(Exercise materials)

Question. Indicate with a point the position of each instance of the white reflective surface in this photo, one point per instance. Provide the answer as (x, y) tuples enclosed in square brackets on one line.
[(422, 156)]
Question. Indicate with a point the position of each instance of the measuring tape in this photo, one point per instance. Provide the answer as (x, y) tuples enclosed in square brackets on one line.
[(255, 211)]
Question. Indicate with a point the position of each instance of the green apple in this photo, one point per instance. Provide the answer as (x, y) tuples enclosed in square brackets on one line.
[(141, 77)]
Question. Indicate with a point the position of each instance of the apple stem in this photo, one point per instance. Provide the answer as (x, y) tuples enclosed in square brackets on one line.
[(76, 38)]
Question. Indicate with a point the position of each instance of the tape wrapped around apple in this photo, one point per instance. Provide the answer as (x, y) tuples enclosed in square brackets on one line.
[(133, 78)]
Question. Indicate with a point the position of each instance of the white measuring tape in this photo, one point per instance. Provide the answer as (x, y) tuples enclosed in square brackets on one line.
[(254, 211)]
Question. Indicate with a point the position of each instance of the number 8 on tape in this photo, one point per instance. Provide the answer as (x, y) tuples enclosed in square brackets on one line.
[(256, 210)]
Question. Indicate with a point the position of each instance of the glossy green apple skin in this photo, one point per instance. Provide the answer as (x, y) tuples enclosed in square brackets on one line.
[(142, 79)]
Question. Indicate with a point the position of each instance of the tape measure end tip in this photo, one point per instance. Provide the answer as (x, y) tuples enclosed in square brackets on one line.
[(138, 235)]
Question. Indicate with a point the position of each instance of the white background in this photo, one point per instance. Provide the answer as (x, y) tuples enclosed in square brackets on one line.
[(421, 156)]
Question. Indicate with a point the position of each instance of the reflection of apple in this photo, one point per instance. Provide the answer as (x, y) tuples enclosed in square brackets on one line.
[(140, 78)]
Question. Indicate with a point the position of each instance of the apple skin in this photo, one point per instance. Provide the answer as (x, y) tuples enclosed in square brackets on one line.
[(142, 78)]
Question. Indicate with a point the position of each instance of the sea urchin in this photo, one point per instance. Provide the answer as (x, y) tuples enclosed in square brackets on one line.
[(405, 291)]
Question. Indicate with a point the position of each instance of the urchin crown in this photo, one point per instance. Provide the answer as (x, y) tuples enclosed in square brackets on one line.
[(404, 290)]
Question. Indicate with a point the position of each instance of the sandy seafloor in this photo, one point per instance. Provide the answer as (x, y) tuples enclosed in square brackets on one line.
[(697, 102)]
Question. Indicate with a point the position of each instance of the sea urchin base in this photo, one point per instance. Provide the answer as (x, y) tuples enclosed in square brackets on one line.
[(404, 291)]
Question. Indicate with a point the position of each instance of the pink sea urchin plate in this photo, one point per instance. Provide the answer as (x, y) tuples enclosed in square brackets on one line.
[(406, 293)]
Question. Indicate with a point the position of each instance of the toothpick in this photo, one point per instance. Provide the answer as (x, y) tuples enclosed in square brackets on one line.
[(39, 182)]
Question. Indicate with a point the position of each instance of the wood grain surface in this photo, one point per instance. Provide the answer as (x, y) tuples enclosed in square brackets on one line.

(End Exercise materials)

Problem to work on
From the records above, extract each line exactly as shown.

Worked solution
Question. Indicate with a point the position of each instance of the white reflective surface in this photo, one point per instance. Provide the answer as (x, y) tuples enclosed in square brackets on one line.
[(422, 156)]
Question. Indicate with a point the position of each instance of the measuring tape in this photo, one point per instance. Provide the answer as (x, y) tuples enclosed in square brackets on one line.
[(255, 211)]
Question. Indicate with a point the position of each instance of the green apple in this photo, one point per instance. Provide the answer as (x, y) tuples enclosed in square brackets on one line.
[(141, 77)]
Question. Indicate with a point the position of each instance of the apple stem in this photo, one point per instance. Provide the answer as (x, y) tuples enclosed in square brackets on one line.
[(76, 38)]
Question. Indicate with a point the position of each instance of the tape wrapped around apple in this photo, one point per instance. Provide the answer as (x, y) tuples enclosed in square brackets on one line.
[(133, 78)]
Question. Indicate with a point the position of each instance of the white measuring tape in this photo, one point per instance. Provide the answer as (x, y) tuples enclosed in square brackets on one line.
[(254, 211)]
Question. Indicate with a point the position of each instance of the number 8 on tape in this photo, one point per instance. Provide the answer as (x, y) tuples enclosed in square brackets on one line.
[(256, 210)]
Question. Indicate with a point the position of each instance of the glossy green apple skin in this photo, one point per instance. Provide the answer as (x, y) tuples enclosed in square brackets on one line.
[(142, 79)]
Question. Indicate with a point the position of each instance of the tape measure end tip in this photo, one point per instance. Provide the answer as (x, y) tuples enclosed in square brackets on one line.
[(138, 235)]
Question. Indicate with a point the position of each instance of the white background in this photo, one point per instance. Provide the answer as (x, y) tuples enclosed in square brackets on one line.
[(421, 156)]
Question. Indicate with a point the position of each instance of the reflection of apple in this photo, one point per instance. Provide the answer as (x, y) tuples enclosed in square brackets on one line.
[(140, 78)]
Question. Indicate with a point the position of each instance of the apple skin in this photo, one point per instance. Provide the answer as (x, y) tuples enclosed in square brackets on one line.
[(142, 78)]
Question. Indicate with a point the position of each instance of the sea urchin in this photo, one point per instance. Provide the answer as (x, y) tuples enclosed in square brackets on one line.
[(405, 291)]
Question. Indicate with a point the position of each instance of the urchin crown in this photo, one point per instance. Provide the answer as (x, y) tuples enclosed in square brackets on one line.
[(404, 290)]
Question. Indicate with a point the position of each instance of the sandy seafloor in this photo, one point per instance. Provide the answer as (x, y) tuples enclosed in square brackets on one line.
[(697, 102)]
Question. Indicate with a point the position of each instance of the sea urchin base in this photo, one point per instance. Provide the answer as (x, y) tuples enclosed in square brackets on one line.
[(404, 291)]
Question. Indicate with a point the position of each instance of the pink sea urchin plate in this photo, one point per instance. Provide the answer as (x, y) tuples enclosed in square brackets on one line.
[(406, 293)]
Question. Indicate with a point the position of each instance of the toothpick in this photo, one point per instance. Provide the answer as (x, y) tuples enclosed in square brackets on one line.
[(39, 182)]
Question. Indicate with a point the position of each instance of the wood grain surface in this photo, one point per instance. Provide the answer as (x, y) tuples enclosed in square brackets on one line.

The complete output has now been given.